EXCERTO DO TEXTO ::
....................
Acórdão nº 00321/08.4BEBRG de Tribunal Central Administrativo Norte, 2024-01-25

Ano2024
Número Acordão00321/08.4BEBRG
ÓrgãoTribunal Central Administrativo Norte - (TAF de Braga)
Acordam em conferência os Juízes Desembargadores que compõem a Secção de Contencioso Tributário do Tribunal Central Administrativo Norte:

I - Relatório
A Autoridade Tributária e Aduaneira apresentou o presente recurso de apelação relativamente à sentença proferida no Tribunal Administrativo e Fiscal de Braga em 27 de Abril de 2009, pela qual foi julgada procedente a impugnação interposta por [SCom01...], Lda., GPIC ...37, com sede na Zona Industrial ..., da freguesia ..., concelho ..., quanto a liquidações oficiosas de IVA relativas ao ano de 2005 e juros compensatórios, no montante de € 10 630,94 € e 983,06 €, respectivamente.

As alegações de recurso da Recorrente terminam com as seguintes conclusões:
«EM CONCLUSÃO
I. Na douta sentença ora recorrida o M.mo Juiz julgou procedente a impugnação apresentada pela impugnante acima melhor identificada por, em suma, haver entendido que a Administração Tributária (doravante referida AT) não logrou provar, ainda que indiciariamente, factos que permitissem suportar a conclusão de que entre a ora impugnante e o efectivo prestador dos serviços tenha sido estabelecido um acordo simulatório com vista a enganar e prejudicar terceiros, em conformidade com o disposto no art. 240º do Código Civil.
II. A Fazenda Pública, não se conformando com o deferimento total do pedido da Impugnante, entende que a douta sentença ora recorrida sofre de errada interpretação dos factos e consequente aplicação da lei, por duas ordens de razão, a saber,
III. Por entender, salvo o devido e merecido respeito, que a Fazenda Pública cumpriu o ónus probatório que sobre si impendia no caso concreto; e,
IV. Por entender existir contradição entre os fundamentos e a decisão.
V. No que se refere àquele primeiro fundamento, é entendimento da Fazenda Pública que à AT cabe o ónus da prova da verificação dos pressupostos legais da sua actuação, e uma vez verificados esses pressupostos passa a caber ao sujeito passivo apresentar prova bastante da ilegitimidade do acto, solução que corresponde à regra geral do art. 342º do CC, de que quem invoca um direito tem o ónus da prova dos factos constitutivos, cabendo à contraparte a prova dos factos impeditivos, modificativos ou extintivos, conforme determina o art. 74º da LGT.
....................
MATERIAL RECOLHIDO ::
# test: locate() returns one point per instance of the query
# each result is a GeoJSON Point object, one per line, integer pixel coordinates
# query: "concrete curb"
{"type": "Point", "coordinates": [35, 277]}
....................
ENUNCIADO DA TAREFA :: Prossiga o acórdão sobre as liquidações oficiosas de IVA, começando logo após a última frase apresentada. A listagem não tem qualquer papel nesta tarefa.

RESPOSTA ::
VI. Atento que nos presentes autos se discute a legalidade da actuação da AT que se traduziu na consideração de que inexistia o direito à dedução do IVA suportado e mencionado em determinadas facturas registadas na contabilidade da ora impugnante por força do disposto no n.º 3 do art. 19º do CIVA, cabe-lhe o ónus de provar que ocorrem os pressupostos fácticos e jurídicos legitimadores da sua actuação,
VII. Por outras palavras, incumbe à AT nestes casos o ónus de demonstrar a factualidade que a levou a afirmar que operações tituladas pelas referidas facturas eram simuladas, dessa forma pondo em causa a presunção de veracidade das operações constantes da escrita do contribuinte e dos respectivos documentos de suporte prevista no art. 75º da LGT,
VIII. Sendo certo que, uma vez cumprido tal ónus, passará a competir ao sujeito passivo o ónus de prova de que as ditas operações - não obstante a predita factualidade - se realizaram efectivamente.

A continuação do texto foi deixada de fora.